**DOCUMENT TEXT**
• • • •

After a two-day meeting, the Fed cut its benchmark interest rate by half a percentage point. While the Fed’s target, at 4.75% to 5%, remains near 15-year highs, the move could spur investment in biotech companies, which are typically seen as the kind of risky bet investors tend to disfavor when interest rates are elevated.
The decision largely matched Wall Street expectations. Major stock indices, which spiked briefly on the news Wednesday afternoon before trading back, rose by more than 1% Thursday. Two exchange-traded funds known as the XBI and IBB that track biotech industry indices followed a similar pattern.
The cut “will be very positive for the biotech capital markets,” said John Maraganore, the former CEO of Alnylam Pharmaceuticals who is currently an advisor to drug startups. “I expect to see a meaningful strengthening of the biotech tape as interest rates decline.”
Investors and executives interviewed by BioPharma Dive cautioned the Fed’s decision won’t solve all that ails the sector, however. Other macroeconomic potholes, like the U.S. presidential election, still lay ahead. And within the industry, other factors could remain brakes on any stock bounce. Dealmaking involving public companies, which spiked last year and rekindled interest in biotech, has cooled, for instance.
Investors could simply choose to put their money elsewhere, too. “Falling interest rates will clearly be better for riskier segments of the markets like ours,” said Michael Gilman, CEO of Arrakis Therapeutics. “Whether it is indeed ours or some other segment will depend on other factors, internal or external. I guess we’ll see.”
By its nature, biotech is a fraught investing endeavor, with busts more frequent than booms. Drug startups need many years and often hundreds of millions — if not billions — of dollars to invent a new medicine and bring it to market. Financial losses accumulate in the meantime, meaning young companies need investors patient enough to stick with them for a lengthy journey. At the end of the day, most companies still fail.
Investors are more willing to take those risks when interest rates are lower and safer bets yield less return. Conversely, when rates climb, “it’s too expensive to make an investment,” said Christiana Bardon, a co-managing partner of BioImpact Capital and portfolio manager at MPM Capital, in an interview earlier this year.
“We’re really very dependent on interest rates” as a result, she said.
High interest rates have slowed biotech’s emergence from one of the sector’s worst market downturns in years. During the Fed’s recent tightening cycle, funding became harder for both private and public drug companies to raise. Venture financings and initial public offerings slowed, while a retreating biotech market closed off easy opportunities for secondary stock sales for those companies already public. An industry-wide wave of restructurings and layoffs has followed.
Kevin Parker, CEO of startup Cartography Biosciences, refers to the current moment as the industry’s “new normal.” Startups, Cartography among them, are still forming and getting money from venture investors. Some have been able to go public. But everything is “slower, more tempered, and more restricted,” he said.

• • • •

**AVAILABLE DATA**
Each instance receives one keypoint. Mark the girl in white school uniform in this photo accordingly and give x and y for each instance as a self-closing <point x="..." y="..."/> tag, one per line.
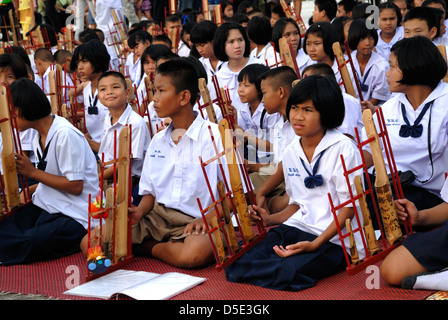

• • • •

**QUESTIONS ON THE MATERIAL**
(1) Answer these questions using the article on the Fed rate cut.
(a) What is the Fed's target range for its benchmark rate after the cut?
(b) Which company does Michael Gilman lead as CEO?
(c) What phrase does Kevin Parker use for the current moment in the industry?
(2) Copy the part of the article on the Fed rate cut between "Investors could simply" and "companies still fail.", inclusive.
The data has no connection to the article on the Fed rate cut.

**SOLUTIONS FOR EACH TASK**
(1)
(a) 4.75% to 5%
(b) Arrakis Therapeutics
(c) The industry's "new normal"

(2)
Investors could simply choose to put their money elsewhere, too. “Falling interest rates will clearly be better for riskier segments of the markets like ours,” said Michael Gilman, CEO of Arrakis Therapeutics. “Whether it is indeed ours or some other segment will depend on other factors, internal or external. I guess we’ll see.”
By its nature, biotech is a fraught investing endeavor, with busts more frequent than booms. Drug startups need many years and often hundreds of millions — if not billions — of dollars to invent a new medicine and bring it to market. Financial losses accumulate in the meantime, meaning young companies need investors patient enough to stick with them for a lengthy journey. At the end of the day, most companies still fail.